▶ _Extracted material_
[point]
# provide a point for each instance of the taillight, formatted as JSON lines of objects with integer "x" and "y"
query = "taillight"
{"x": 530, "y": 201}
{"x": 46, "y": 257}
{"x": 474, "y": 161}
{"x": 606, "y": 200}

▶ _Problem details_
Using the entries above, return each line that includes the word "point".

▶ _Result_
[point]
# provide a point for each instance of the taillight, formatted as JSON lines of objects with integer "x" and "y"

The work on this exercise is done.